EXTRACT TO READ START

SUVA, 18 September 2013 – Children in the Pacific will have access to more vaccines and a better health system thanks to funding from the New Zealand Government. 

Every year there are about 60,000 children born in the 14 Pacific countries covered by UNICEF Pacific. Around 1,330, or 4 per day, die before age one.

Close to NZD 6 million (FJD 8.8 million) from the New Zealand Aid Programme will be used by the United Nations Children’s Fund (UNICEF) Pacific programme to reduce infant, child and maternal mortality.

“The goal of the Maternal, Newborn and Child Health Programme is to ensure that pregnant women, mothers and children have access to life-saving vaccines, to improve nutrition and newborn health, and to strengthen public health service delivery, especially in hard to reach areas, ” says UNICEF Pacific Representative, Dr. Karen Allen.

“The programme is inclusive but with a particular focus on the poorest families in Pacific countries. It works across the region but also addresses specific needs in countries. We are grateful to the New Zealand Government for this timely and strategically targeted assistance.”

By 2017, the New Zealand funded programme expects to achieve the following in Pacific Island countries: 

  • 260,000 children aged under five are free from polio, measles and hepatitis B infection
  • 30,000 children aged under one in at least seven countries are protected against vaccine preventable diseases at all times
  • At least three countries have introduced new vaccines (pneumococcal and rota viral vaccines), and two countries have introduced rubella vaccine
  • Malnutrition, especially stunting, will be prevented and rates reduced in children aged under two in at least three countries (Solomon Islands, Vanuatu, Nauru)

EXTRACT TO READ END

- YOUR TASKS -
**A.** Copy word for word the part of the article on New Zealand aid for Pacific children that opens with the words containing "Every year there" and closes with "Dr. Karen Allen.".
**B.** Pick up the article on New Zealand aid for Pacific children after its last sentence and keep writing it.

INFORMATION PROVIDED START

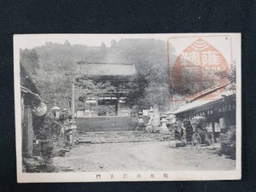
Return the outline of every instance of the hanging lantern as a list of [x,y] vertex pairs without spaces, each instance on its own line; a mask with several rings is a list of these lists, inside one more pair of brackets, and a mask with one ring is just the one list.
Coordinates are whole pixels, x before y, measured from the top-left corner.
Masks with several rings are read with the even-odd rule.
[[61,108],[55,105],[55,107],[53,107],[53,108],[51,108],[51,110],[53,111],[53,113],[54,113],[54,115],[55,115],[55,118],[59,119],[59,118],[60,118],[60,111],[61,111]]

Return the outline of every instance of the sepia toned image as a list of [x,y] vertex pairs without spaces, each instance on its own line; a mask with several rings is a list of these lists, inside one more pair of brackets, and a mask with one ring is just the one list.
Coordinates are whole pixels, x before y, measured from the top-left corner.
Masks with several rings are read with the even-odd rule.
[[15,35],[19,183],[241,178],[241,35]]

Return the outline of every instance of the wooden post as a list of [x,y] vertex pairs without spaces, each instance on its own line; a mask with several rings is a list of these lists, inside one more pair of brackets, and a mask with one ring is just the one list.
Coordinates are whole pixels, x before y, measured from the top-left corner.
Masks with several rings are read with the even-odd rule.
[[[72,125],[74,125],[74,78],[72,79]],[[74,129],[72,129],[72,146],[74,146]]]
[[118,116],[119,116],[119,108],[120,108],[119,94],[118,94],[118,96],[117,96],[117,102],[118,102],[118,105],[117,105],[117,113],[118,113]]
[[215,143],[215,128],[214,128],[213,120],[212,120],[212,143]]
[[29,106],[24,108],[24,125],[22,126],[22,156],[32,157],[33,149],[32,113]]

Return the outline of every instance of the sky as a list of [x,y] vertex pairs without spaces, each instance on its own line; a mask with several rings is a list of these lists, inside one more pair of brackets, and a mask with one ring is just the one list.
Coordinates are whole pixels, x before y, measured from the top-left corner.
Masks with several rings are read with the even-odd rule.
[[[109,47],[112,39],[117,42],[122,38],[154,38],[165,42],[169,39],[169,43],[175,48],[172,54],[178,55],[199,37],[203,38],[204,40],[215,47],[224,56],[228,63],[231,62],[231,53],[233,56],[236,54],[239,55],[241,45],[238,33],[23,34],[15,35],[14,38],[15,45],[18,49],[32,49],[44,45],[46,42],[64,44],[66,40],[71,44],[86,44],[88,46],[100,46],[103,41]],[[236,40],[234,41],[234,39]],[[232,49],[230,49],[231,43]]]
[[15,35],[21,49],[32,49],[45,44],[46,42],[64,44],[67,40],[71,44],[87,44],[100,46],[103,41],[109,47],[112,39],[117,42],[121,38],[155,38],[166,41],[166,35],[140,35],[140,34],[30,34]]

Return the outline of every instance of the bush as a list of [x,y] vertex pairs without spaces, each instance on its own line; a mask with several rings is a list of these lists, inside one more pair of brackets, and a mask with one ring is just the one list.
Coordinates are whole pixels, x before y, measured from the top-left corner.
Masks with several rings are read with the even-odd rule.
[[230,126],[226,133],[220,133],[218,142],[220,143],[218,154],[236,160],[236,126]]

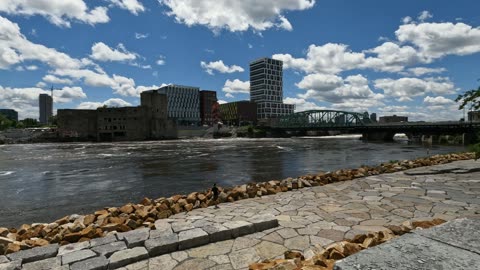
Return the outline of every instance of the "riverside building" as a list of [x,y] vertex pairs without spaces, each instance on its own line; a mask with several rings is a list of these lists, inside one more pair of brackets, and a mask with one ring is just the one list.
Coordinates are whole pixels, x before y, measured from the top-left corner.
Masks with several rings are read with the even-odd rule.
[[40,94],[38,96],[38,107],[40,109],[40,124],[48,124],[48,119],[53,115],[53,99],[50,95]]
[[167,96],[168,117],[176,119],[178,125],[200,125],[200,88],[171,84],[156,91]]
[[18,112],[12,109],[0,109],[0,114],[4,115],[7,119],[18,122]]
[[250,63],[250,101],[257,103],[257,118],[292,114],[295,105],[283,103],[283,62],[260,58]]

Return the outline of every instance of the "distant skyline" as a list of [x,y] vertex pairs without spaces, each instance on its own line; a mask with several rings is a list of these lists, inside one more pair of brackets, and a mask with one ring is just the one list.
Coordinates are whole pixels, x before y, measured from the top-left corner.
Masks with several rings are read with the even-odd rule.
[[137,106],[165,84],[249,99],[249,63],[284,61],[284,102],[458,120],[480,78],[471,0],[0,1],[0,108]]

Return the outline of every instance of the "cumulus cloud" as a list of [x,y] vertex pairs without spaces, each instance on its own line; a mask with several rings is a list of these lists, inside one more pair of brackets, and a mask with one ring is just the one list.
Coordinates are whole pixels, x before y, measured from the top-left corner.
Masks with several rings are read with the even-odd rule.
[[204,61],[200,62],[200,66],[205,69],[205,71],[213,75],[214,71],[220,73],[234,73],[234,72],[243,72],[245,71],[242,67],[237,65],[227,66],[223,63],[222,60],[206,63]]
[[412,97],[427,93],[454,94],[455,86],[448,78],[400,78],[378,79],[375,88],[382,89],[386,96],[395,97],[398,101],[411,101]]
[[121,98],[111,98],[111,99],[105,100],[104,102],[92,102],[92,101],[82,102],[77,106],[77,109],[95,110],[103,106],[115,108],[115,107],[129,107],[129,106],[132,106],[132,104]]
[[70,27],[72,21],[87,24],[106,23],[110,20],[106,7],[89,8],[84,0],[4,0],[0,11],[12,15],[39,15],[51,23]]
[[[19,118],[38,118],[38,95],[50,94],[39,87],[13,88],[0,85],[0,107],[11,108],[19,113]],[[69,103],[87,95],[80,87],[63,87],[53,91],[55,103]]]
[[374,93],[367,78],[362,75],[348,76],[343,79],[330,74],[310,74],[297,83],[305,94],[299,95],[304,99],[315,99],[331,103],[352,103],[354,100],[372,100],[375,104],[383,99],[383,95]]
[[135,38],[136,39],[144,39],[144,38],[147,38],[149,36],[149,34],[142,34],[142,33],[135,33]]
[[42,78],[43,81],[54,84],[73,84],[72,80],[67,78],[58,78],[54,75],[48,74]]
[[226,80],[222,91],[227,94],[230,94],[230,97],[233,97],[232,94],[235,94],[235,93],[249,94],[250,81],[244,82],[244,81],[240,81],[239,79],[235,79],[233,81]]
[[128,61],[135,60],[137,55],[135,53],[129,52],[125,46],[120,43],[117,45],[116,49],[110,48],[103,42],[98,42],[92,45],[92,54],[90,55],[92,59],[97,61]]
[[442,97],[442,96],[438,96],[438,97],[426,96],[423,99],[423,103],[428,104],[428,105],[435,105],[436,106],[436,105],[454,104],[455,101],[453,101],[451,99],[448,99],[448,98],[445,98],[445,97]]
[[290,31],[292,25],[283,13],[310,9],[315,0],[161,0],[160,3],[178,23],[204,25],[218,33],[222,29],[261,32],[274,27]]
[[134,15],[145,11],[145,7],[138,0],[109,0],[113,5],[130,11]]
[[415,76],[423,76],[425,74],[443,73],[443,72],[447,71],[447,69],[445,69],[445,68],[416,67],[416,68],[409,68],[408,71]]
[[306,101],[303,98],[287,97],[283,99],[285,104],[295,104],[295,112],[303,112],[308,110],[325,110],[326,107],[321,107],[315,104],[315,102]]
[[395,35],[400,42],[415,45],[429,61],[446,55],[480,52],[480,28],[461,22],[406,24]]
[[18,24],[0,16],[0,69],[8,69],[12,65],[35,60],[54,68],[82,66],[82,62],[78,59],[30,42],[20,33]]

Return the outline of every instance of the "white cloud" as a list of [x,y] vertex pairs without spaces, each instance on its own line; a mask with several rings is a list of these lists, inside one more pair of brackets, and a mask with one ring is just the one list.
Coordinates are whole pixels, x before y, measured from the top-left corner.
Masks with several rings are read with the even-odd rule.
[[327,43],[310,45],[305,58],[293,58],[290,54],[275,54],[282,60],[284,68],[302,70],[306,73],[339,73],[359,67],[365,62],[365,54],[355,53],[345,44]]
[[411,101],[427,93],[454,94],[455,86],[448,78],[400,78],[375,80],[375,88],[382,89],[387,97],[398,101]]
[[429,61],[446,55],[480,52],[480,28],[461,22],[401,25],[395,35],[400,42],[415,45]]
[[[0,107],[11,108],[19,113],[19,118],[38,118],[38,95],[50,94],[39,87],[12,88],[0,86]],[[55,103],[68,103],[86,98],[80,87],[64,87],[54,90]]]
[[306,101],[303,98],[287,97],[283,99],[285,104],[295,104],[295,112],[303,112],[308,110],[325,110],[326,107],[321,107],[311,101]]
[[410,16],[406,16],[406,17],[403,17],[403,18],[402,18],[402,23],[403,23],[403,24],[409,24],[409,23],[411,23],[412,21],[413,21],[413,19],[412,19],[412,17],[410,17]]
[[45,82],[54,83],[54,84],[73,84],[72,80],[70,79],[58,78],[51,74],[45,75],[42,80]]
[[103,42],[98,42],[92,45],[92,59],[97,61],[128,61],[135,60],[137,55],[129,52],[125,46],[120,43],[117,45],[117,49],[112,49]]
[[370,89],[368,80],[362,75],[353,75],[342,79],[336,75],[310,74],[297,83],[297,86],[307,90],[299,97],[336,103],[337,106],[340,106],[341,103],[356,103],[355,100],[374,101],[370,105],[373,106],[373,104],[380,104],[380,100],[383,99],[382,94],[376,94]]
[[167,62],[165,61],[165,56],[160,55],[156,63],[157,63],[157,65],[159,65],[159,66],[165,65],[165,64],[167,63]]
[[82,110],[95,110],[99,107],[129,107],[132,106],[131,103],[121,99],[121,98],[111,98],[108,99],[104,102],[92,102],[92,101],[87,101],[87,102],[82,102],[77,106],[77,109],[82,109]]
[[450,104],[454,104],[455,101],[442,96],[438,96],[438,97],[426,96],[423,99],[423,103],[435,106],[435,105],[450,105]]
[[34,60],[55,68],[82,66],[81,61],[65,53],[30,42],[20,33],[18,24],[0,16],[0,69]]
[[235,79],[233,81],[226,80],[222,91],[230,95],[235,93],[249,94],[250,81],[243,82],[243,81],[240,81],[239,79]]
[[443,73],[447,70],[445,68],[416,67],[416,68],[409,68],[408,71],[415,76],[422,76],[425,74]]
[[420,14],[418,14],[418,20],[421,21],[421,22],[424,22],[425,20],[428,20],[428,19],[431,19],[433,18],[433,15],[428,12],[428,10],[424,10],[422,12],[420,12]]
[[2,0],[0,11],[12,15],[40,15],[63,27],[70,27],[72,21],[94,25],[110,20],[106,7],[90,9],[84,0]]
[[109,0],[115,6],[130,11],[134,15],[145,11],[145,7],[138,0]]
[[214,71],[220,73],[234,73],[234,72],[243,72],[245,71],[242,67],[237,65],[227,66],[223,63],[222,60],[206,63],[204,61],[200,62],[200,66],[205,69],[205,71],[213,75]]
[[148,33],[146,33],[146,34],[135,33],[135,38],[136,38],[136,39],[144,39],[144,38],[147,38],[148,36],[149,36]]
[[204,25],[215,33],[252,29],[261,32],[272,27],[291,30],[292,25],[282,15],[287,11],[306,10],[315,0],[161,0],[169,8],[167,14],[188,26]]

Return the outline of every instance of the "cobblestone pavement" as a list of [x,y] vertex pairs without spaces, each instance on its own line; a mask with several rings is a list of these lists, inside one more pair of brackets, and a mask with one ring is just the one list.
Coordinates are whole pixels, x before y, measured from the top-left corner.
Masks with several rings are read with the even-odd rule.
[[286,250],[312,256],[332,242],[406,220],[480,218],[479,168],[480,161],[457,161],[182,213],[172,218],[214,215],[219,220],[242,220],[273,214],[280,226],[125,269],[247,269],[252,262],[281,257]]
[[[282,257],[287,250],[301,251],[308,258],[332,242],[383,230],[386,225],[399,225],[406,220],[480,218],[479,168],[480,161],[457,161],[225,203],[220,209],[200,208],[171,216],[169,220],[180,224],[204,218],[225,224],[271,214],[279,226],[157,257],[146,258],[148,254],[143,247],[135,245],[115,250],[117,255],[112,250],[113,255],[106,256],[122,262],[124,258],[142,259],[120,268],[123,270],[248,269],[252,262]],[[79,249],[84,251],[78,256],[92,256],[90,249]]]

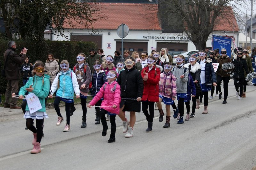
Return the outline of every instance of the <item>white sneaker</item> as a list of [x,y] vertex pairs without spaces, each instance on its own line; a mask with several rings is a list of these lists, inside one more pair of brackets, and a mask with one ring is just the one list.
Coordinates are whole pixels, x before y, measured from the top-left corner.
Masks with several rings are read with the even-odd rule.
[[157,107],[157,104],[155,104],[155,109],[156,110],[158,110],[158,107]]
[[236,97],[237,97],[238,95],[239,95],[239,92],[236,92]]
[[123,123],[123,133],[126,133],[128,129],[128,126],[129,125],[130,122],[126,119],[126,120],[122,121],[122,122]]
[[128,128],[127,133],[125,135],[125,137],[132,137],[133,136],[133,128],[132,127]]

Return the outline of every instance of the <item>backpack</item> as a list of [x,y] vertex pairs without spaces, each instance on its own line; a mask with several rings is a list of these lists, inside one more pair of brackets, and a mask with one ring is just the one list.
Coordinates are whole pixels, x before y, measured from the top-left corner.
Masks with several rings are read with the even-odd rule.
[[[75,74],[76,74],[75,71],[76,70],[76,66],[75,65],[73,68],[73,72],[75,73]],[[84,65],[84,74],[86,74],[86,65],[85,65],[85,64]],[[71,75],[72,75],[72,74],[71,74]],[[72,78],[72,76],[71,76],[71,78]],[[89,85],[88,86],[89,89],[90,89],[91,87],[92,87],[92,81],[91,81],[89,84]]]

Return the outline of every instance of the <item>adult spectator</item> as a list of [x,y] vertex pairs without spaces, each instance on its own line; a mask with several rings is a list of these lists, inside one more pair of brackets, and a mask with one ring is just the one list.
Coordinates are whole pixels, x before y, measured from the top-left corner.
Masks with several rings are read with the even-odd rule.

INFORMATION PROVIDED END

- WRITTEN ANSWERS -
**A.**
Every year there are about 60,000 children born in the 14 Pacific countries covered by UNICEF Pacific. Around 1,330, or 4 per day, die before age one.

Close to NZD 6 million (FJD 8.8 million) from the New Zealand Aid Programme will be used by the United Nations Children’s Fund (UNICEF) Pacific programme to reduce infant, child and maternal mortality.

“The goal of the Maternal, Newborn and Child Health Programme is to ensure that pregnant women, mothers and children have access to life-saving vaccines, to improve nutrition and newborn health, and to strengthen public health service delivery, especially in hard to reach areas, ” says UNICEF Pacific Representative, Dr. Karen Allen.

**B.**
  • Children and women, in selected areas of at least seven countries benefit from targeted programmes to prevent micronutrient deficiencies (Fiji, FSM, Kiribati, Nauru, RMI, Solomon Islands, Vanuatu)
  • All health facilities in the Solomon Islands, Vanuatu, Kiribati, RMI, FSM, Nauru and Fiji have enhanced pregnancy outcomes and reduced maternal and newborn illness and deaths 
  • 62 hospitals in 14 countries are declared Mother-Baby Friendly
  • 120,000 (or 80 percent) of children aged under five in seven countries (Solomon Islands, Vanuatu, Samoa, Kiribati, Palau, FSM and RMI) receive quality clinical service for pneumonia (proper antibiotics) and diarrhoea (new oral rehydration salts and zinc tablets)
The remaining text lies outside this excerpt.